**Task directions:** Copy everything from the start of the rows down through the line containing "[[[476,247],[487,252],[539,252],[553,245],[551,196],[477,197]]]", requests included, and offset every polygon vertex coordinate in the answers by adding 3 to it.

(Segmentation data)
>> Begin
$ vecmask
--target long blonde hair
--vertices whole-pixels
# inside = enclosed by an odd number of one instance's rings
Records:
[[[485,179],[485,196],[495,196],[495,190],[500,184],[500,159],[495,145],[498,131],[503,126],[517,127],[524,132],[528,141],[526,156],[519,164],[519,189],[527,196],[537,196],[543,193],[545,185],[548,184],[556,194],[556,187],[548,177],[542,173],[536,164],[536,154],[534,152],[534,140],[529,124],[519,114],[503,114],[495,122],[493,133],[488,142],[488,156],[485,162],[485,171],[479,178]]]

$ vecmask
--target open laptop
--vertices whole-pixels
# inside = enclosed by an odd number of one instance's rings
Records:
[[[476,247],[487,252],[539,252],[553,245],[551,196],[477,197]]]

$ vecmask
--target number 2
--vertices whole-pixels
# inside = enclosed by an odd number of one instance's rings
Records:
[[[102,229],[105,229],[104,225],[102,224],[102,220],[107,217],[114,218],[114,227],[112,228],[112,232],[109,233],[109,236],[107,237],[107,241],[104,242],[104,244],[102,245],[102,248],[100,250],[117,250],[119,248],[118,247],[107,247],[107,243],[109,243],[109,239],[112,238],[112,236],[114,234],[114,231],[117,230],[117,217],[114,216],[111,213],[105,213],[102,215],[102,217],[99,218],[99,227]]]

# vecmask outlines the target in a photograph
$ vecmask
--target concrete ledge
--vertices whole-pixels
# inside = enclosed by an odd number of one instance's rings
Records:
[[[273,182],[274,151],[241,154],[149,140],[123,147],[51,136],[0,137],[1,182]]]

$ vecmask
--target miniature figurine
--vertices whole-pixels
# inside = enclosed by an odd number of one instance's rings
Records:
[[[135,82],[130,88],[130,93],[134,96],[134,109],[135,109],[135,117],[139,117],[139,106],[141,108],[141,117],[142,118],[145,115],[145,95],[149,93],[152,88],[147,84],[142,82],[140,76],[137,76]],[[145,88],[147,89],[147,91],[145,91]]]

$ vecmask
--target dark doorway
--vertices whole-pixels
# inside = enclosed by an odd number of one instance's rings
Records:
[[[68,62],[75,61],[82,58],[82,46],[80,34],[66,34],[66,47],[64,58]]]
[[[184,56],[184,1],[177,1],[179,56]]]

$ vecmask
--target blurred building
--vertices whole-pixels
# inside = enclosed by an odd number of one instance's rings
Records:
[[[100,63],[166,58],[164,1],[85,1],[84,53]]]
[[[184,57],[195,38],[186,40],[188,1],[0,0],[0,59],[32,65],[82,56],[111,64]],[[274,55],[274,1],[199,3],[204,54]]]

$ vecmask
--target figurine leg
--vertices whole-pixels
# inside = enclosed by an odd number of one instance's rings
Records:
>> End
**Exercise output:**
$ vecmask
--target long blonde hair
--vertices whole-pixels
# inside = enclosed by an odd number of one instance's rings
Records:
[[[488,182],[488,199],[498,199],[498,193],[503,187],[503,162],[498,148],[501,134],[506,129],[520,130],[527,135],[531,144],[529,159],[522,167],[522,192],[530,199],[540,199],[546,196],[548,188],[551,187],[559,197],[559,190],[551,180],[545,176],[539,167],[539,157],[537,155],[537,143],[532,127],[522,117],[506,117],[498,125],[496,136],[491,145],[491,159],[488,165],[488,174],[482,181]]]

$ vecmask
--target open laptop
--vertices whole-pixels
# inside = enclosed by an odd number of one instance's rings
Records:
[[[479,250],[490,255],[542,255],[556,248],[554,199],[480,200]]]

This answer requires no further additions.